▸ Brief 1
According to the text on cluster taxonomies, what is the minimum number of nodes in a High-Availability cluster?
▸ Brief 2
Reproduce word for word everything in the text on cluster taxonomies from "Director clusters are" down to "than 1 machine.".

▸ Text section
— begin —
There are lots of taxonomies of clusters, but the one chosen is really not very good, and the article isn't very well organized, and will likely confuse people more than it will enlighten them.

Director clusters are more often called "Load Balancing Clusters", or server farms, or various other things.

Two node versus multi-node is not a useful distinction. A more useful distinction (at least for the present time) is "High-Availability (HA) Clusters" versus "High-Performance Clusters". Some HA clusters have 2 nodes, and some have more than 2. Two is a minimum.

"Massively Parallel" isn't defined - but it's probably intended to mean High Performance Clusters. But, high-performance clusters aren't necessarily massively parallel - they're just faster than 1 machine.

And, Grid computing is not the next phase of cluster computing. It's a related idea, like a network of workstations is a related idea. And, a grid is commonly no locally located. But the distinction isn't in how well connected they are, it's in how trust between the computers is managed.

A cluster is a collection of computers part of a single domain of trust (political entity) tasked to perform a set of jobs as though they were one computer. They spread this set of tasks across them, in various ways, and for many purposes as though they were a single computer.
— end —
▸ Data records
— begin —
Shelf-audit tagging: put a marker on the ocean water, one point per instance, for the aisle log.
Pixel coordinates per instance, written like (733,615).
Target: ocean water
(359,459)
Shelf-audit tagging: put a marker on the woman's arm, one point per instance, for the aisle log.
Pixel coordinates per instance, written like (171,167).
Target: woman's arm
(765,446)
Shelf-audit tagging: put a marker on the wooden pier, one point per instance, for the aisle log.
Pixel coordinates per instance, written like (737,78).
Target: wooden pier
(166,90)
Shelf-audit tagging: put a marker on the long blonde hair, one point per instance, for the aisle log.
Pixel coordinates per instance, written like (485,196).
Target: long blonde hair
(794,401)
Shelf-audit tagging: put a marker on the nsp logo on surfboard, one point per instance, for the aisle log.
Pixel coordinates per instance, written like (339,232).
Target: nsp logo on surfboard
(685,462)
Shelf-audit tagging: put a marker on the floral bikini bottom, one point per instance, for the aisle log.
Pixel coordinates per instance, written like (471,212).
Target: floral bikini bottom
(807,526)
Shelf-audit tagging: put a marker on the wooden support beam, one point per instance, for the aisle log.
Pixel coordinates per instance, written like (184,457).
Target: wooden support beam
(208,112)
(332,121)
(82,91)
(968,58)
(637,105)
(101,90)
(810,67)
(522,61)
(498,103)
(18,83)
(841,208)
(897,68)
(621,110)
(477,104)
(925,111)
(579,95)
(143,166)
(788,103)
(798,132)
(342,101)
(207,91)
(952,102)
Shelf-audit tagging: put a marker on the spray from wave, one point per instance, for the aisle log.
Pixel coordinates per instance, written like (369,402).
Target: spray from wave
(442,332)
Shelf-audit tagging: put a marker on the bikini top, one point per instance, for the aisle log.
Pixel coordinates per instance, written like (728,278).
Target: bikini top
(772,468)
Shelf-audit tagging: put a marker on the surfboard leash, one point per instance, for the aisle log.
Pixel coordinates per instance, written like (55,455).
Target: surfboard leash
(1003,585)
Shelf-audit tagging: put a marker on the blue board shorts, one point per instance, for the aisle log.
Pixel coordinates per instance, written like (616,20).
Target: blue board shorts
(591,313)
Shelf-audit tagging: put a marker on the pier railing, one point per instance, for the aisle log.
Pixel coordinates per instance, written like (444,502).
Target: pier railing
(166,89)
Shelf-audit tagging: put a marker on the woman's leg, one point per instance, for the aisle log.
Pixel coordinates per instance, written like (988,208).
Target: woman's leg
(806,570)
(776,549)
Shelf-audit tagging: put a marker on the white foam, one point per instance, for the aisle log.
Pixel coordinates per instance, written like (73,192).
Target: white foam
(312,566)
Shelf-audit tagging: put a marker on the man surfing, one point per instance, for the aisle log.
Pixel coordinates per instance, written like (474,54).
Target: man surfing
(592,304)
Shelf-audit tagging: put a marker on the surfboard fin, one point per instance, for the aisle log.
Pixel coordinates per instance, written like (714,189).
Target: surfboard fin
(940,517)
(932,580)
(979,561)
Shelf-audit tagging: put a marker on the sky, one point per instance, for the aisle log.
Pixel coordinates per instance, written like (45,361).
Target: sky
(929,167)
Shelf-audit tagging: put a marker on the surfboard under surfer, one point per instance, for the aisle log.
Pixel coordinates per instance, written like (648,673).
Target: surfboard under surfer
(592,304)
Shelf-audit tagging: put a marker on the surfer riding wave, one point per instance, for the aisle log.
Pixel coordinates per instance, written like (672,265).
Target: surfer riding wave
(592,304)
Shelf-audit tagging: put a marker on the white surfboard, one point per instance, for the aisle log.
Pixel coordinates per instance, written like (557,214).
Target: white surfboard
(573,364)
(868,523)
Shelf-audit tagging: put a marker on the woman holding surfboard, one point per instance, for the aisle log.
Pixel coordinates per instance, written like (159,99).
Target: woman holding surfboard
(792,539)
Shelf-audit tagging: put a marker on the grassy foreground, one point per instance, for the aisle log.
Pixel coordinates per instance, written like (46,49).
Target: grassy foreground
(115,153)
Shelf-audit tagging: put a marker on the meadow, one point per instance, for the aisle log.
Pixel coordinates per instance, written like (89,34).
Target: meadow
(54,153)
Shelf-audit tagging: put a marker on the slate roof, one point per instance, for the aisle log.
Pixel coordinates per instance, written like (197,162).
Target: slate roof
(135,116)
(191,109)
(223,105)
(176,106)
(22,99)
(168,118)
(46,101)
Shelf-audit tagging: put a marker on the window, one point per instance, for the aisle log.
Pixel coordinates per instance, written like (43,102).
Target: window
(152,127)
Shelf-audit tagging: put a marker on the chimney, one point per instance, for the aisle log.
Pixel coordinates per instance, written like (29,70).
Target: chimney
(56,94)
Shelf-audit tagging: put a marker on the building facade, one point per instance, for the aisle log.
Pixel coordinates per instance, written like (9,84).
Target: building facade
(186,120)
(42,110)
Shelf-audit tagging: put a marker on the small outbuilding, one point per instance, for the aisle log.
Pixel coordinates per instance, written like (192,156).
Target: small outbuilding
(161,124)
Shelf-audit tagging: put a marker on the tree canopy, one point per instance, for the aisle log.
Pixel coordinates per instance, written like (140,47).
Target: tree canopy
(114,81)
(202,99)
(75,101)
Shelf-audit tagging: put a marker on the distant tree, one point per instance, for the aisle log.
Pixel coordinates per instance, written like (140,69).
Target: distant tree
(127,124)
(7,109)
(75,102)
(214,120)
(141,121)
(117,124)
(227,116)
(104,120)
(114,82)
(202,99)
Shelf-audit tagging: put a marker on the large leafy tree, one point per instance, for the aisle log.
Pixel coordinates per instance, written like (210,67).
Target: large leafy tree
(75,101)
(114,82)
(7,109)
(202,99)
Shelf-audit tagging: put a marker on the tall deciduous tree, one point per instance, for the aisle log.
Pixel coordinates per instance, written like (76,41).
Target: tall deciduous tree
— end —
▸ Solution 1
Two.

▸ Solution 2
Director clusters are more often called "Load Balancing Clusters", or server farms, or various other things.

Two node versus multi-node is not a useful distinction. A more useful distinction (at least for the present time) is "High-Availability (HA) Clusters" versus "High-Performance Clusters". Some HA clusters have 2 nodes, and some have more than 2. Two is a minimum.

"Massively Parallel" isn't defined - but it's probably intended to mean High Performance Clusters. But, high-performance clusters aren't necessarily massively parallel - they're just faster than 1 machine.